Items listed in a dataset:
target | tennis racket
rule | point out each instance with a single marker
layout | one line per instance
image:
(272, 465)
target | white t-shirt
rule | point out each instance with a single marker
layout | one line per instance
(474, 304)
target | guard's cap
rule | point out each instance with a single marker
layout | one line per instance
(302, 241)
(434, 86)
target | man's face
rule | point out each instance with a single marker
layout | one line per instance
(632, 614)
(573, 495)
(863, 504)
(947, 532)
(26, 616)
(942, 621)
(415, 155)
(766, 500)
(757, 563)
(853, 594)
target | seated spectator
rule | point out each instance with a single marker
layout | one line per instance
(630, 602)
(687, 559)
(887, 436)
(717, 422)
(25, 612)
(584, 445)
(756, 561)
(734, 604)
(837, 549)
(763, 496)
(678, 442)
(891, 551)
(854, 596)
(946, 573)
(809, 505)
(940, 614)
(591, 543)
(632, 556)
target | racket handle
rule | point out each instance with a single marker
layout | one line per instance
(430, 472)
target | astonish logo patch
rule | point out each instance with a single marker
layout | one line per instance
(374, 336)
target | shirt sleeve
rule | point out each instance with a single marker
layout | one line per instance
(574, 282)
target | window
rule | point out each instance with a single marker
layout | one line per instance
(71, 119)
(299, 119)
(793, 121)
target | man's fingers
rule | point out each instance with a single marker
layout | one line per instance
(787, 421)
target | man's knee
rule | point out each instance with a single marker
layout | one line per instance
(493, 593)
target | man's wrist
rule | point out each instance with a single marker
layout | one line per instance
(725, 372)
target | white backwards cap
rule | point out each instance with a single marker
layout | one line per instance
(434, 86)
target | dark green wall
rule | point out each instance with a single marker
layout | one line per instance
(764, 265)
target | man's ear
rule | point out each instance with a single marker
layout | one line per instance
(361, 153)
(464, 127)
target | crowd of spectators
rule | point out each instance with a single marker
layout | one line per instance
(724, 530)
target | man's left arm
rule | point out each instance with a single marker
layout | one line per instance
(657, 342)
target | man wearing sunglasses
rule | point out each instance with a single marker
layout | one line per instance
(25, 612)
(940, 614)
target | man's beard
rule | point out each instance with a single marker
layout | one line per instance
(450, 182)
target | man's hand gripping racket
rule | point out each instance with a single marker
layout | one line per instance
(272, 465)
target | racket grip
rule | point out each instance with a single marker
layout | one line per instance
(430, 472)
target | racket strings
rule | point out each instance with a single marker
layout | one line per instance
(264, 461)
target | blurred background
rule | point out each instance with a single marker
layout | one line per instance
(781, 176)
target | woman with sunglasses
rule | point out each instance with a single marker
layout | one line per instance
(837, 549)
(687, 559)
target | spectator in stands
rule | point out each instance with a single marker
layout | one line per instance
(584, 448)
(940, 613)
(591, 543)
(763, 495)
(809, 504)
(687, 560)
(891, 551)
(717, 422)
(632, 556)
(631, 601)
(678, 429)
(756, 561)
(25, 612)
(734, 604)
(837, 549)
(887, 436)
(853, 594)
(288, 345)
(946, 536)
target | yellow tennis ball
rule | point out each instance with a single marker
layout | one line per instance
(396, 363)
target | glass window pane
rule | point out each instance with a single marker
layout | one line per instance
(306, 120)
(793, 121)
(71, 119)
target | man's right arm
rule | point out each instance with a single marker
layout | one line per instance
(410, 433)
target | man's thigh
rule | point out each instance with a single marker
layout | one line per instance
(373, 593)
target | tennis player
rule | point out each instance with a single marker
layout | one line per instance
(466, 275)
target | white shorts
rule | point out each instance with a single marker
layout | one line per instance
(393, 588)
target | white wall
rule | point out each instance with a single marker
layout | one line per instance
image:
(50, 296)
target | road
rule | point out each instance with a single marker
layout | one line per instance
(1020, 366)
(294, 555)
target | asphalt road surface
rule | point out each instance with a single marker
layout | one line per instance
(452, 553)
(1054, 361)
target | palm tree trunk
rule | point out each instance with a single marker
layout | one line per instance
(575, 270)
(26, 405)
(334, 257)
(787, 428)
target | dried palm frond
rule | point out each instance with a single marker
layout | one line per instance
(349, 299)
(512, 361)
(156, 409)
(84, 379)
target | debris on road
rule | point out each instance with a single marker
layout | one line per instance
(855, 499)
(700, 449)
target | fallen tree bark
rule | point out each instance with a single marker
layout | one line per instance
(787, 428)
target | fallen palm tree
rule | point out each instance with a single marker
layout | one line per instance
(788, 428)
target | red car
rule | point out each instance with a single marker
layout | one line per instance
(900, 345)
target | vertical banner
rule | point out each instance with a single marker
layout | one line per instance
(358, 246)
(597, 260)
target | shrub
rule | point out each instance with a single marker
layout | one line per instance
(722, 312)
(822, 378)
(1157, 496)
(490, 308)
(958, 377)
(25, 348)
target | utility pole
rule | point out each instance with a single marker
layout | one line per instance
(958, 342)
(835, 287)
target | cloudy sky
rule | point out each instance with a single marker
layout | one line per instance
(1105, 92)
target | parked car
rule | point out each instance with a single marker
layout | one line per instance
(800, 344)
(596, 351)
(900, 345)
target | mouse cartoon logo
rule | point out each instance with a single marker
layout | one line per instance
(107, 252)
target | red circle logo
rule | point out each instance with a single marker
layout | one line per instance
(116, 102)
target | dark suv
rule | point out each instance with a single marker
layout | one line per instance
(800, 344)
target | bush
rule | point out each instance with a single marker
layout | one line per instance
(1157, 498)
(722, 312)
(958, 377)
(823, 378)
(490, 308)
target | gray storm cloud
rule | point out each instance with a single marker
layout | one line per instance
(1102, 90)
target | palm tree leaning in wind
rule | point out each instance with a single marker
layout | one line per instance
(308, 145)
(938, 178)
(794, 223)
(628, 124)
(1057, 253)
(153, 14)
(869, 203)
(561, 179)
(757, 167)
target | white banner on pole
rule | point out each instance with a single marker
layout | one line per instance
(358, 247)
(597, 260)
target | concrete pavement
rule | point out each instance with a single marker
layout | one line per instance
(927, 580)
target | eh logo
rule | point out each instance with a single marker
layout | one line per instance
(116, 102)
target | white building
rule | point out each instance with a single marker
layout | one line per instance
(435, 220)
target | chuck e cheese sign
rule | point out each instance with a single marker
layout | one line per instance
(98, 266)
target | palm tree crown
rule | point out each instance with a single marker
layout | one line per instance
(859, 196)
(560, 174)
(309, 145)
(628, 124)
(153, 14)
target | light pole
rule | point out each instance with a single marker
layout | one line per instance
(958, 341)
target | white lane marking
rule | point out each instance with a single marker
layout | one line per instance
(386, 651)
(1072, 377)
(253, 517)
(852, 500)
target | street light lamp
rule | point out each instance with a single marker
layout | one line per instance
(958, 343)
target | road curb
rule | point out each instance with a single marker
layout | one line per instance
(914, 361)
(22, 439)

=== Directions ===
Send back the complete set of entries, exactly as shown above.

=== Reply ===
target | tennis racket
rule | point out each instance with a single marker
layout | one line per instance
image:
(272, 465)
target | white t-shirt
rule | point out each instance with a single marker
layout | one line per instance
(474, 304)
target | guard's cap
rule | point out each instance with a single marker
layout | one line per instance
(302, 241)
(434, 86)
target | man's face
rule | point out each instance with a single marker
layout | one line per instance
(632, 614)
(573, 495)
(863, 504)
(947, 532)
(26, 616)
(942, 621)
(415, 155)
(766, 500)
(757, 563)
(853, 594)
target | seated spectator
rule | point out each instance with a single marker
layout | one line per instance
(630, 602)
(687, 559)
(887, 436)
(717, 422)
(25, 612)
(584, 445)
(756, 561)
(734, 604)
(837, 549)
(763, 496)
(678, 442)
(891, 551)
(854, 596)
(946, 573)
(809, 505)
(940, 614)
(591, 543)
(632, 556)
target | racket handle
rule | point out each instance with a single marker
layout | one line per instance
(430, 472)
target | astonish logo patch
rule | point out each instance with a single marker
layout | one line per instance
(374, 336)
target | shirt sleeve
rule | point out each instance with a single marker
layout | one line per instance
(574, 282)
target | window
rule | point out each instance with a single marker
layout | one line per instance
(71, 119)
(299, 119)
(793, 121)
target | man's fingers
rule | point out each instance with a single marker
layout | one line per instance
(787, 421)
target | man's knee
rule | point out each instance with a single marker
layout | one line per instance
(493, 593)
target | man's wrist
rule | point out each instance with a single marker
layout | one line per instance
(725, 372)
target | white backwards cap
rule | point out each instance with a single marker
layout | one line per instance
(434, 86)
target | dark green wall
rule | point out each instance with a single marker
layout | one line per instance
(764, 265)
target | man's ear
rule | point out each instance with a single marker
layout | one line per instance
(361, 153)
(464, 127)
target | crowd of spectators
rule | point out each instance with a single marker
layout | one line per instance
(724, 530)
target | man's left arm
rule | point out each instance with a single marker
layout | one line per instance
(657, 342)
target | man wearing sunglasses
rule | point out each instance with a single marker
layout | one line per instance
(25, 612)
(940, 614)
target | man's beard
rule | point out each instance with a single marker
layout | one line per instance
(450, 182)
target | man's hand gripping racket
rule | point out each instance with a single marker
layout | one line per instance
(272, 465)
target | racket grip
rule | point out each instance with a single marker
layout | one line per instance
(430, 472)
target | racket strings
rule | point out each instance with a single marker
layout | one line per instance
(264, 461)
target | blurred background
rule | point out each instance with a single marker
layout | one line per instance
(781, 176)
target | woman with sunglasses
rule | point out each instance with a single marker
layout | one line per instance
(837, 549)
(687, 559)
target | spectator in stands
rule | point out each instance with a single marker
layout | one line per instance
(584, 448)
(940, 613)
(591, 543)
(763, 495)
(809, 504)
(687, 560)
(891, 551)
(717, 422)
(632, 556)
(631, 601)
(678, 429)
(756, 561)
(25, 612)
(734, 604)
(837, 549)
(887, 436)
(853, 594)
(288, 345)
(946, 536)
target | yellow tennis ball
rule | point out each instance with a single marker
layout | one line per instance
(396, 363)
target | glass window pane
rule | point out each instance with a single marker
layout | one line per instance
(306, 120)
(793, 121)
(71, 119)
target | man's right arm
rule | point out each instance with a single marker
layout | one line per instance
(410, 433)
target | man's thigh
rule | point out each instance with a single marker
layout | one line per instance
(373, 593)
target | tennis player
rule | point out each instance with a single marker
layout | one line per instance
(466, 275)
target | white shorts
rule | point out each instance with a single marker
layout | one line per instance
(393, 588)
target | white wall
rule | point out each instance with a single marker
layout | one line per instance
image:
(50, 296)
target | road
rule | point out each instance with a single marker
layout | one line per instance
(1020, 366)
(294, 555)
target | asphalt road surface
rule | point out each instance with a single marker
layout | one line per instance
(452, 553)
(1054, 361)
target | palm tree trunk
rule | point out each instance with a single marker
layout | one line per instance
(575, 270)
(26, 405)
(334, 257)
(787, 428)
target | dried palm frond
rule | point out each instance with a single marker
layout | one line per instance
(349, 299)
(512, 361)
(156, 409)
(84, 379)
target | debris on road
rule | point out each instance with a single marker
layout | one line per instance
(855, 499)
(700, 449)
target | fallen tree bark
rule | point out each instance with a single marker
layout | one line per instance
(787, 428)
target | fallen palm tree
rule | point out each instance with a single marker
layout | one line per instance
(788, 428)
target | red car
rule | point out each instance with a single marker
layout | one line per instance
(900, 345)
target | vertical banner
rule | point out each instance with a single marker
layout | one line per instance
(358, 246)
(597, 260)
target | shrub
rule | point out each instance with a single marker
layout | one line per instance
(722, 312)
(822, 378)
(1157, 496)
(490, 308)
(958, 377)
(25, 348)
target | utility pole
rule | point out each instance with a single marker
layout | one line per instance
(958, 342)
(835, 287)
target | cloudy sky
rule | point out each instance with a single marker
layout | one line per instance
(1105, 92)
target | parked car
rule | point out each instance with a single marker
layout | one line per instance
(800, 344)
(596, 351)
(900, 345)
target | mouse cartoon logo
rule | point out each instance with a single marker
layout | one line per instance
(107, 252)
target | red circle logo
rule | point out each instance with a single marker
layout | one line per instance
(116, 102)
target | dark suv
rule | point out each instance with a single marker
layout | one line per instance
(800, 344)
target | bush
rule | point out each instance with a single marker
layout | one line per instance
(1157, 498)
(722, 312)
(958, 377)
(823, 378)
(490, 308)
target | gray storm cloud
rule | point out each instance with a single marker
layout | one line per instance
(1102, 90)
target | palm tree leaning in wind
rule | point out each instance with a single marker
layout | one line per instance
(308, 145)
(938, 178)
(794, 223)
(628, 124)
(1057, 253)
(153, 14)
(869, 203)
(561, 179)
(757, 167)
target | white banner on pole
rule | point out each instance with a single marker
layout | one line per instance
(358, 247)
(597, 260)
target | concrete pavement
rule | point out each instance with a single marker
layout | one line per instance
(927, 580)
target | eh logo
rule | point out each instance with a single marker
layout | one line per instance
(116, 102)
target | white building
rule | point out each instance with a single marker
layout | one line per instance
(435, 220)
target | chuck e cheese sign
rule | point out each instance with a single marker
layout | one line per instance
(98, 266)
target | palm tree crown
rule | point out each instance with a single marker
layout | one line per instance
(859, 196)
(560, 174)
(309, 145)
(628, 124)
(153, 14)
target | light pole
rule | point out each instance with a single marker
layout | one line per instance
(958, 341)
target | white lane marking
rule | point out each instance with a single marker
layout | one line per instance
(386, 651)
(1072, 377)
(253, 517)
(852, 500)
target | street light lamp
rule | point out each instance with a single marker
layout | one line per instance
(958, 343)
target | road curb
rule | point out each instance with a single marker
layout | one line per instance
(914, 361)
(22, 439)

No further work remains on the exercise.